Object pointing dataset rows:
▼
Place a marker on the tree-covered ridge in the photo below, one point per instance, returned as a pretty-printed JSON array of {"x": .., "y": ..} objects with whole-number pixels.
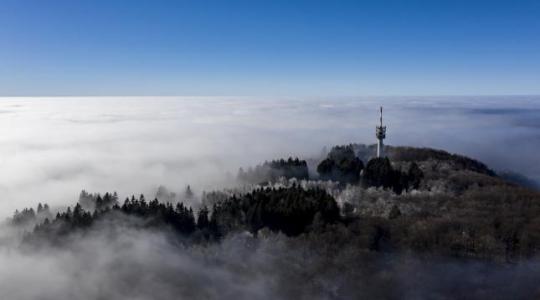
[
  {"x": 426, "y": 206},
  {"x": 341, "y": 165},
  {"x": 288, "y": 210},
  {"x": 272, "y": 170}
]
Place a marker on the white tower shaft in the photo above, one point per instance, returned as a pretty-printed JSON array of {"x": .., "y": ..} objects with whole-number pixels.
[{"x": 380, "y": 133}]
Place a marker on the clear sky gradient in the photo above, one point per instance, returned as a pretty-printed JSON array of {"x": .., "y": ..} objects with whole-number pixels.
[{"x": 293, "y": 48}]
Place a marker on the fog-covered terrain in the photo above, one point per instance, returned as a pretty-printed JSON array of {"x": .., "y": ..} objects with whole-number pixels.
[
  {"x": 434, "y": 240},
  {"x": 54, "y": 147}
]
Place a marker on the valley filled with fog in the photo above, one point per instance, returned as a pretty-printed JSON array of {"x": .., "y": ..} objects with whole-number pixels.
[{"x": 52, "y": 148}]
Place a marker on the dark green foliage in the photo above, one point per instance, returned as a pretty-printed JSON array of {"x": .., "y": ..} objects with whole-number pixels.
[
  {"x": 289, "y": 210},
  {"x": 271, "y": 171},
  {"x": 341, "y": 165},
  {"x": 96, "y": 201},
  {"x": 380, "y": 173},
  {"x": 410, "y": 154}
]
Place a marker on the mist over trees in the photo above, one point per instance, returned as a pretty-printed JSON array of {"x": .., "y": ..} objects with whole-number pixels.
[{"x": 353, "y": 217}]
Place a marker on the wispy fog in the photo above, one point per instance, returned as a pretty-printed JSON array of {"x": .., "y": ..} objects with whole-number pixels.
[{"x": 51, "y": 148}]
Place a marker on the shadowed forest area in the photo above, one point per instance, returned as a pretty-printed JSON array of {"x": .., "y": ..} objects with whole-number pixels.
[{"x": 426, "y": 201}]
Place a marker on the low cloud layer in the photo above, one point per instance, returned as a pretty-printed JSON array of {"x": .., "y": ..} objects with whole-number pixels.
[{"x": 51, "y": 148}]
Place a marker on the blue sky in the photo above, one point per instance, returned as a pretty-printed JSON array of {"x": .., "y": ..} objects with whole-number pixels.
[{"x": 286, "y": 48}]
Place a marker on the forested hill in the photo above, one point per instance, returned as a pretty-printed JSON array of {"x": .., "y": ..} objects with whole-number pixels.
[{"x": 421, "y": 200}]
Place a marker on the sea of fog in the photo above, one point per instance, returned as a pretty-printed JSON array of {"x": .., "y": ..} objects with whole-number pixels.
[{"x": 52, "y": 148}]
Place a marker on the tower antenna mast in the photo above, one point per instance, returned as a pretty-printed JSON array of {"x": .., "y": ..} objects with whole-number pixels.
[{"x": 380, "y": 133}]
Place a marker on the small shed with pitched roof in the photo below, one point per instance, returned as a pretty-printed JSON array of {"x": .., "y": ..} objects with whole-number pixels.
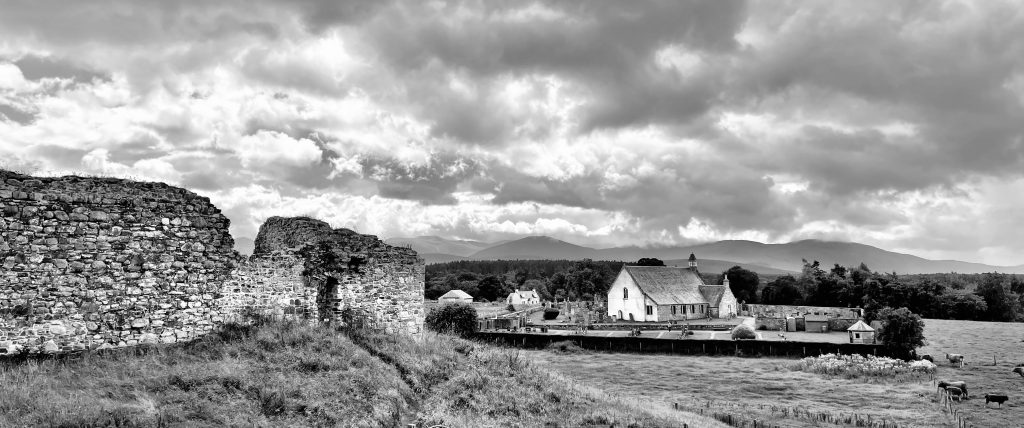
[
  {"x": 456, "y": 296},
  {"x": 861, "y": 333}
]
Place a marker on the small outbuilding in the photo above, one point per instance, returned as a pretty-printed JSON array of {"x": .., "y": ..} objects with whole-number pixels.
[
  {"x": 456, "y": 296},
  {"x": 816, "y": 324},
  {"x": 861, "y": 333},
  {"x": 523, "y": 298}
]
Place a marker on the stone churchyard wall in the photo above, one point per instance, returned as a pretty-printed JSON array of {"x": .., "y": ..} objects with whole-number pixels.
[
  {"x": 321, "y": 273},
  {"x": 101, "y": 262}
]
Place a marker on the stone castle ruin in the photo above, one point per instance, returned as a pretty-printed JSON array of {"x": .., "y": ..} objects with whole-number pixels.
[
  {"x": 89, "y": 263},
  {"x": 301, "y": 266}
]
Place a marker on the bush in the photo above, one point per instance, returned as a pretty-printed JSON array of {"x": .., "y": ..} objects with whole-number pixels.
[
  {"x": 851, "y": 367},
  {"x": 456, "y": 318},
  {"x": 743, "y": 332},
  {"x": 903, "y": 331}
]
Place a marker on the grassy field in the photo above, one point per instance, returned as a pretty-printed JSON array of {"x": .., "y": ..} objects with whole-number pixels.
[
  {"x": 765, "y": 389},
  {"x": 979, "y": 342},
  {"x": 761, "y": 389},
  {"x": 283, "y": 374}
]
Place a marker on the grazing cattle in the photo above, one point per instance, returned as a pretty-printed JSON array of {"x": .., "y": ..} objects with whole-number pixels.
[
  {"x": 955, "y": 384},
  {"x": 954, "y": 392},
  {"x": 955, "y": 358},
  {"x": 997, "y": 398}
]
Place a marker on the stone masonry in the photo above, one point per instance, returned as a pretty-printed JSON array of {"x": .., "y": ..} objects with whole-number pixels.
[
  {"x": 89, "y": 263},
  {"x": 101, "y": 262},
  {"x": 321, "y": 273}
]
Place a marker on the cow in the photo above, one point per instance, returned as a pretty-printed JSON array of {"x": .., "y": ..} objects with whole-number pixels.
[
  {"x": 955, "y": 384},
  {"x": 954, "y": 392},
  {"x": 996, "y": 398},
  {"x": 955, "y": 358}
]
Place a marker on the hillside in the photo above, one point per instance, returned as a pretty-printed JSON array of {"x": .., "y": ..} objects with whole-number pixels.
[
  {"x": 437, "y": 245},
  {"x": 286, "y": 374},
  {"x": 534, "y": 248}
]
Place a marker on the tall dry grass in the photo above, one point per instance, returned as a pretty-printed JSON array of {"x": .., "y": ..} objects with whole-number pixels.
[{"x": 274, "y": 374}]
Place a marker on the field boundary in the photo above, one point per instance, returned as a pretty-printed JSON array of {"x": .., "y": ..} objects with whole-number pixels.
[{"x": 683, "y": 346}]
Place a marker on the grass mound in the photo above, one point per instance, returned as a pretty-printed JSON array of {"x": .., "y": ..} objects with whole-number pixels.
[{"x": 285, "y": 374}]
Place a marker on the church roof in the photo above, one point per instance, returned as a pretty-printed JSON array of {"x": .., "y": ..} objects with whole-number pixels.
[
  {"x": 456, "y": 294},
  {"x": 668, "y": 286},
  {"x": 860, "y": 327},
  {"x": 713, "y": 294}
]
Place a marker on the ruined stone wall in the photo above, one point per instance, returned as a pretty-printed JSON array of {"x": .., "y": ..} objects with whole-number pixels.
[
  {"x": 99, "y": 262},
  {"x": 270, "y": 286},
  {"x": 321, "y": 272}
]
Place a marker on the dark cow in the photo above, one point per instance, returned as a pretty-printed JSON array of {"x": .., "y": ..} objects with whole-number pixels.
[
  {"x": 955, "y": 392},
  {"x": 997, "y": 398},
  {"x": 955, "y": 358},
  {"x": 955, "y": 384}
]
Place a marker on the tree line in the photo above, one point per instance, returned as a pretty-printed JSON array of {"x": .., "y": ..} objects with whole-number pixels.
[{"x": 950, "y": 296}]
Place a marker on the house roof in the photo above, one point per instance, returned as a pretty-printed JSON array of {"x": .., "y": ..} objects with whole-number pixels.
[
  {"x": 456, "y": 294},
  {"x": 713, "y": 294},
  {"x": 668, "y": 286},
  {"x": 860, "y": 327},
  {"x": 528, "y": 294}
]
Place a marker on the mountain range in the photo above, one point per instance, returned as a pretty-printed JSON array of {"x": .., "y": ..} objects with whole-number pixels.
[{"x": 763, "y": 258}]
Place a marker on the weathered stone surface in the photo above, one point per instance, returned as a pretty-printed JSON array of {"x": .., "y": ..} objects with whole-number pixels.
[
  {"x": 83, "y": 262},
  {"x": 97, "y": 263},
  {"x": 303, "y": 268}
]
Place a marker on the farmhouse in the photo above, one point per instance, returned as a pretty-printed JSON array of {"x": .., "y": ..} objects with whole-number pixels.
[
  {"x": 456, "y": 296},
  {"x": 663, "y": 293},
  {"x": 523, "y": 298}
]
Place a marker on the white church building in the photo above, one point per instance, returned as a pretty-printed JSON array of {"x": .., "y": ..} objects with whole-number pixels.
[{"x": 664, "y": 293}]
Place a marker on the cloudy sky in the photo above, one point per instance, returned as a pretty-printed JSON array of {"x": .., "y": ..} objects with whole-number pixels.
[{"x": 602, "y": 123}]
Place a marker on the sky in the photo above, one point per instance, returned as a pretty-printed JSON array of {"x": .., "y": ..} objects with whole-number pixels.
[{"x": 898, "y": 124}]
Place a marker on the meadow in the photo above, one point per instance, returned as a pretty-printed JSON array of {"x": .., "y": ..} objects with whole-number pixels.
[
  {"x": 980, "y": 342},
  {"x": 276, "y": 374},
  {"x": 768, "y": 389}
]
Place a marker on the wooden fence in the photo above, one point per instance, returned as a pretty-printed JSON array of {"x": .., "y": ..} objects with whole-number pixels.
[{"x": 683, "y": 346}]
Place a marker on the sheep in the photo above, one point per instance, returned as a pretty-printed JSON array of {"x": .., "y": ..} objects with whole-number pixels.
[
  {"x": 954, "y": 392},
  {"x": 955, "y": 358},
  {"x": 955, "y": 384},
  {"x": 996, "y": 398}
]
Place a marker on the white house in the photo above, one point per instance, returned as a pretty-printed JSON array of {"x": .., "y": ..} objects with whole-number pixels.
[
  {"x": 523, "y": 298},
  {"x": 663, "y": 293},
  {"x": 456, "y": 296}
]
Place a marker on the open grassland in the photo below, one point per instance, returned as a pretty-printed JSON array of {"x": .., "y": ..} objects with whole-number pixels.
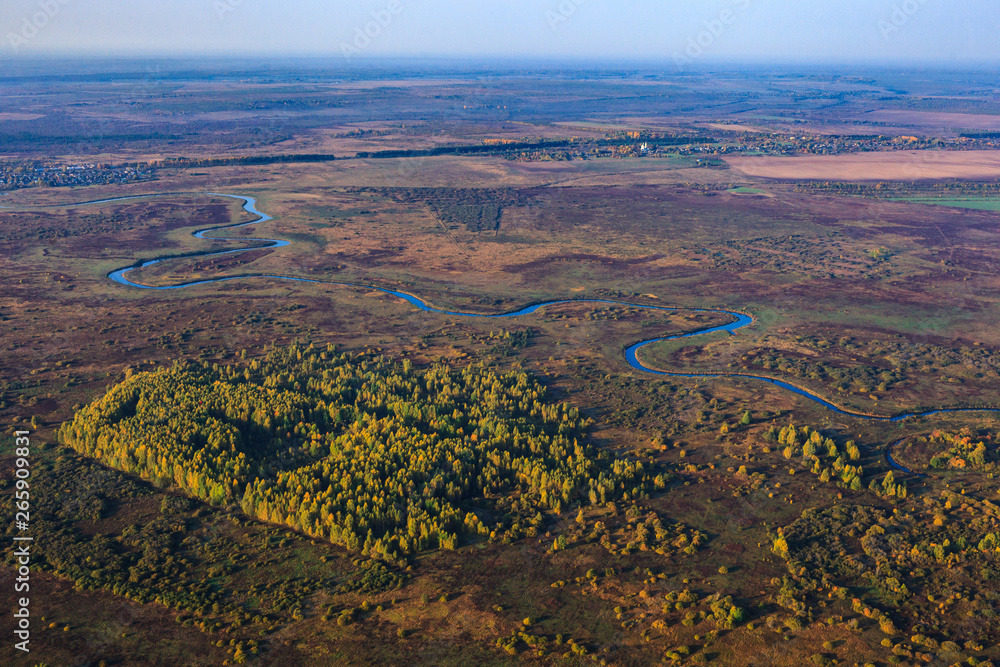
[{"x": 898, "y": 165}]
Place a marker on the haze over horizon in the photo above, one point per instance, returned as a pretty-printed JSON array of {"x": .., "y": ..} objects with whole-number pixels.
[{"x": 780, "y": 30}]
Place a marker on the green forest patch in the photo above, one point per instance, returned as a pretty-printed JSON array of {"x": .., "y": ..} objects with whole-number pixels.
[{"x": 361, "y": 450}]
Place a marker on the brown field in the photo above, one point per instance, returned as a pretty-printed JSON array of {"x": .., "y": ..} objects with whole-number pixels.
[
  {"x": 933, "y": 120},
  {"x": 888, "y": 166}
]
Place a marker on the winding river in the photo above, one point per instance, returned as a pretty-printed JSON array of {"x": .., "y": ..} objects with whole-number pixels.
[{"x": 740, "y": 320}]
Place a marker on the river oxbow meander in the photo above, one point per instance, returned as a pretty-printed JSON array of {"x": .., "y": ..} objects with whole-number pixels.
[{"x": 740, "y": 320}]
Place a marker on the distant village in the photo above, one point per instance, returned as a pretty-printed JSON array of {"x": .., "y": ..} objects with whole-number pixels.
[{"x": 18, "y": 174}]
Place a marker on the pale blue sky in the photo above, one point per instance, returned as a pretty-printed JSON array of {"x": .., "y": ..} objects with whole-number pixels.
[{"x": 804, "y": 30}]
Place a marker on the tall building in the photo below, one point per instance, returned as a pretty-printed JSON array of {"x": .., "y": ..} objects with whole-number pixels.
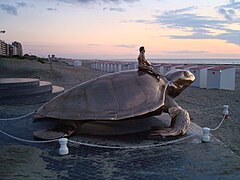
[
  {"x": 3, "y": 48},
  {"x": 10, "y": 49},
  {"x": 18, "y": 45}
]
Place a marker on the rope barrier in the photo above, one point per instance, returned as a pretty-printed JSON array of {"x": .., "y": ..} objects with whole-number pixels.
[
  {"x": 26, "y": 140},
  {"x": 63, "y": 141},
  {"x": 224, "y": 117},
  {"x": 131, "y": 147},
  {"x": 20, "y": 117},
  {"x": 204, "y": 109}
]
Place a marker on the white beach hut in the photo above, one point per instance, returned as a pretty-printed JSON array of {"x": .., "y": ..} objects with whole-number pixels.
[
  {"x": 77, "y": 63},
  {"x": 221, "y": 77},
  {"x": 200, "y": 73}
]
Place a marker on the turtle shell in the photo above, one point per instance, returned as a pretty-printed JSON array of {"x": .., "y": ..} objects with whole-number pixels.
[{"x": 114, "y": 96}]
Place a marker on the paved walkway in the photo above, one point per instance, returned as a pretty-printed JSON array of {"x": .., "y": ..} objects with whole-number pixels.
[{"x": 187, "y": 158}]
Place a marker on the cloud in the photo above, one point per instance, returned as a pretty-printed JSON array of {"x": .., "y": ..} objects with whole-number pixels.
[
  {"x": 187, "y": 52},
  {"x": 21, "y": 4},
  {"x": 97, "y": 1},
  {"x": 126, "y": 46},
  {"x": 52, "y": 9},
  {"x": 183, "y": 20},
  {"x": 9, "y": 9},
  {"x": 228, "y": 11},
  {"x": 114, "y": 9}
]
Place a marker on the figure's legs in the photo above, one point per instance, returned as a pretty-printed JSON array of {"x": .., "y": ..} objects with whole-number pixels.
[
  {"x": 180, "y": 120},
  {"x": 150, "y": 70}
]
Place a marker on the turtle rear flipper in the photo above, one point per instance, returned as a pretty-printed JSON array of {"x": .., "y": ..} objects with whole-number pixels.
[{"x": 58, "y": 132}]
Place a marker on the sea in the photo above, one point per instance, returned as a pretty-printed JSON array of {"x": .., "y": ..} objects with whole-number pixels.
[{"x": 187, "y": 61}]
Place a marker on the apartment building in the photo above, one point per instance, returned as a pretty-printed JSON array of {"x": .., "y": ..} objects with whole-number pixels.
[{"x": 10, "y": 49}]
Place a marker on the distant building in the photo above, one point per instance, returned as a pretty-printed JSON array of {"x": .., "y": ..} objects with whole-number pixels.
[{"x": 10, "y": 49}]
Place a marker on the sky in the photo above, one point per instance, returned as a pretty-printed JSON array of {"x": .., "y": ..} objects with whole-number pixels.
[{"x": 115, "y": 29}]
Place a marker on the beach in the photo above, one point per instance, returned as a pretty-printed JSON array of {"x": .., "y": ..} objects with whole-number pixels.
[{"x": 204, "y": 105}]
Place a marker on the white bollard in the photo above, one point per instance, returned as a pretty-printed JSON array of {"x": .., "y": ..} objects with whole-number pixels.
[
  {"x": 206, "y": 137},
  {"x": 63, "y": 150}
]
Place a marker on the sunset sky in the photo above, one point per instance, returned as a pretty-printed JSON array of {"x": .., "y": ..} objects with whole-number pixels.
[{"x": 116, "y": 28}]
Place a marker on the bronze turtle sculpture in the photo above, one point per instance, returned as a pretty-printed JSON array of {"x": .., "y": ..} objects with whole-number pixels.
[{"x": 119, "y": 96}]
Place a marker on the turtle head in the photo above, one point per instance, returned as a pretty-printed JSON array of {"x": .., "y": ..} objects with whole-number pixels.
[{"x": 178, "y": 81}]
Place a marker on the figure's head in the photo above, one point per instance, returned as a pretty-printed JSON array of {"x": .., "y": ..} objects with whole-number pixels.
[
  {"x": 142, "y": 49},
  {"x": 178, "y": 81}
]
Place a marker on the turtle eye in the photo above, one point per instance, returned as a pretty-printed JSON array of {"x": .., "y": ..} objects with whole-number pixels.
[{"x": 185, "y": 73}]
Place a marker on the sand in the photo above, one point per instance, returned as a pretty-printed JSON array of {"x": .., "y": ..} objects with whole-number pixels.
[{"x": 197, "y": 101}]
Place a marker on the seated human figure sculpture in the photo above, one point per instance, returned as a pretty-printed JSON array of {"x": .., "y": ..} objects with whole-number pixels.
[
  {"x": 145, "y": 66},
  {"x": 118, "y": 96}
]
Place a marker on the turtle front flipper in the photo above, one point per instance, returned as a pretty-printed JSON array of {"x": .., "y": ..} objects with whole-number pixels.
[
  {"x": 60, "y": 130},
  {"x": 179, "y": 124}
]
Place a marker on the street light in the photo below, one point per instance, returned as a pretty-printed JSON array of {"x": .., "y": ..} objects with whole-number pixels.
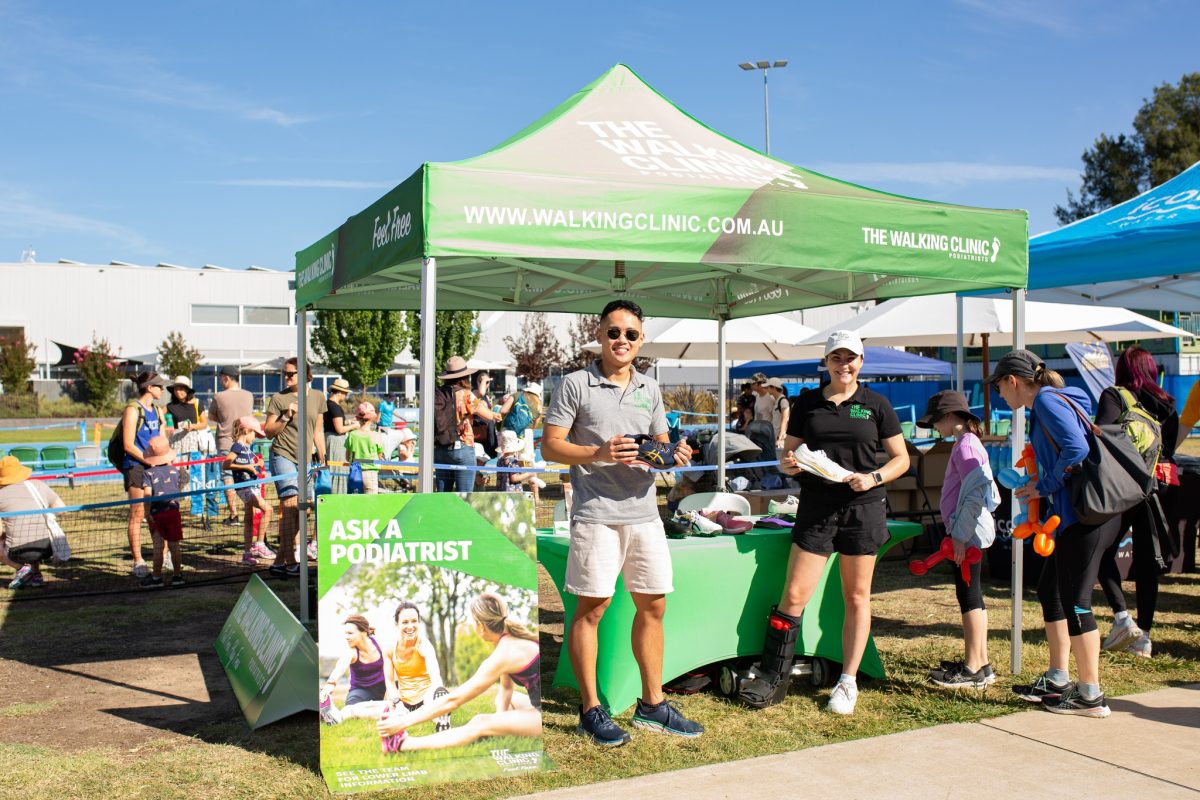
▲
= Instructions to follow =
Render the entries as a numbered list, one line per item, starting at the line that contains "Place a marker on the turtle front" and going through the end of the entries. Leave out blank lines and the pictures.

= Result for this exercise =
1. Place a marker on the turtle front flipper in the photo above, one point per instance, returned as a pretty-printed JSON array of {"x": .., "y": ..} objects with whole-number pixels.
2. [
3.   {"x": 60, "y": 130},
4.   {"x": 179, "y": 124}
5. ]
6. Place a marker on the street light in the photo below, one point per instance, returned as a pretty-printed JSON array of {"x": .., "y": ..} objects with whole-number pixels.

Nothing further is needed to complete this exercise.